Texte présenté.
/---

En 1977, alors que Jacques Chirac a quitté Matignon et son poste de Premier ministre de Valéry Giscard d’Estaing pour fonder le RPR et entrer en concurrence avec le président en place, le clan chiraquien a orchestré une terrible rumeur pour affaiblir le locataire de l’Elysée, comme le rapporte Georges Valance dans son ouvrage, VGE Une vie.
Entre Valery Giscard d’Estaing et Jacques Chirac, ça a été une longue, une très longue relation, et très complexe. Deux grands homes politiques aux mêmes ambitions, véritables bêtes de campagnes, avec un penchant commun pour la gent féminine pour laquelle ils étaient tous les deux insatiables. Une véritable concurrence entre les deux qui ont chacun, à leur époque, atteint la fonction suprême, Giscard entre 1974 et 1981, et Chirac entre 1995 et 2007.
Malgré le « respect » plus ou moins affiché l’un pour l’autre aux yeux du grand public (Chirac fut le Premier ministre de Giscard au début de son septennat), les deux se sont livrés tout au long de leurs vies à une véritable relation d’amour vache, et les exemples ne manquent pas, jusqu’aux obsèques de Jacques Chirac durant lesquelles VGE s’est permis une petite sortie dont il a le secret. Si bien que leur histoire commune de près de cinquante ans révèle bien des secrets ; des secrets levés en partie par Georges Valance, dans son ouvrage intitulé VGE Une vie, publié en 2011 aux éditions Flammarion.

\---

Données fournies.
/---

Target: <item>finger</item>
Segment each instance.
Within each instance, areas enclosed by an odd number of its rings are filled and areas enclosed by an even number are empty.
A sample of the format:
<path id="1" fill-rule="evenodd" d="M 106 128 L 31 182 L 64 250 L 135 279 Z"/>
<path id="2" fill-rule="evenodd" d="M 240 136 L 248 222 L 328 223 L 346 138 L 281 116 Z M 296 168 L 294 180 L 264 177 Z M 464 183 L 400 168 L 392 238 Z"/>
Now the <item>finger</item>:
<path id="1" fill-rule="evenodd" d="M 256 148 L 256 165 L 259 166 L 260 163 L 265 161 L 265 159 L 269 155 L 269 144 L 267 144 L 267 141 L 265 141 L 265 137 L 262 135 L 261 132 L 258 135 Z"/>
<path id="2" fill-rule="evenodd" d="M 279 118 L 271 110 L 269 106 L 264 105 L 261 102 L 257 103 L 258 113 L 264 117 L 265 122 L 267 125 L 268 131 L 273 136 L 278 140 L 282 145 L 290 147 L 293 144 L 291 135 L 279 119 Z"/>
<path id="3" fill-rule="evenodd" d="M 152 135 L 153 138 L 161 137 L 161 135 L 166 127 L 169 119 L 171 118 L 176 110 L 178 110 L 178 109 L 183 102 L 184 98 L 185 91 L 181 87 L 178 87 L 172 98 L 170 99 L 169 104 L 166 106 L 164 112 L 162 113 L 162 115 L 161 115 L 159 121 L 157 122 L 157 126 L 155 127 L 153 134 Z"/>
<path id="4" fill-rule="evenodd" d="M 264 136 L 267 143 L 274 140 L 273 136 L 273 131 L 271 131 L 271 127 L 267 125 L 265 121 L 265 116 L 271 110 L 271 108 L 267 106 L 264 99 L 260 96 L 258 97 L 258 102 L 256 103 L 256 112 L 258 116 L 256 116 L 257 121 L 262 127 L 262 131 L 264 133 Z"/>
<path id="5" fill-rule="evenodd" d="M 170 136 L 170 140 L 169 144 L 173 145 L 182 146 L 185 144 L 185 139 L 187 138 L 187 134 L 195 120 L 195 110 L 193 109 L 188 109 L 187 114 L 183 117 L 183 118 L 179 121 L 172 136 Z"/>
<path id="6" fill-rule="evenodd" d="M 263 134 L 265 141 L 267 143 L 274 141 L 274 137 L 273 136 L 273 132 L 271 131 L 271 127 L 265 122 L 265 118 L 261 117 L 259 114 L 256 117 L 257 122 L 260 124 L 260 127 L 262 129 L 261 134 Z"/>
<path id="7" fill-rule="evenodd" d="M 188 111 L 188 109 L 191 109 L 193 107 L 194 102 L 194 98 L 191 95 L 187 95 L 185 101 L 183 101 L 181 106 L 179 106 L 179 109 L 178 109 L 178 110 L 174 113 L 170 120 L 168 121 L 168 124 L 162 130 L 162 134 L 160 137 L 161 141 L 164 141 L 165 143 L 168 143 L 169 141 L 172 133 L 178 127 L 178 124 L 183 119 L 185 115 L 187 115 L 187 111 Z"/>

\---

Questions sur le texte.
1. D'après le texte présenté, en quelle année et chez quel éditeur l'ouvrage de Georges Valance intitulé VGE Une vie a-t-il paru ?
2. Renvoyez sans modification le passage du texte présenté qui commence aux mots « Entre Valery Giscard » et se termine après les mots « 1995 et 2007. ».

Réponses aux questions.
1. En 2011, aux éditions Flammarion.

2.
Entre Valery Giscard d’Estaing et Jacques Chirac, ça a été une longue, une très longue relation, et très complexe. Deux grands homes politiques aux mêmes ambitions, véritables bêtes de campagnes, avec un penchant commun pour la gent féminine pour laquelle ils étaient tous les deux insatiables. Une véritable concurrence entre les deux qui ont chacun, à leur époque, atteint la fonction suprême, Giscard entre 1974 et 1981, et Chirac entre 1995 et 2007.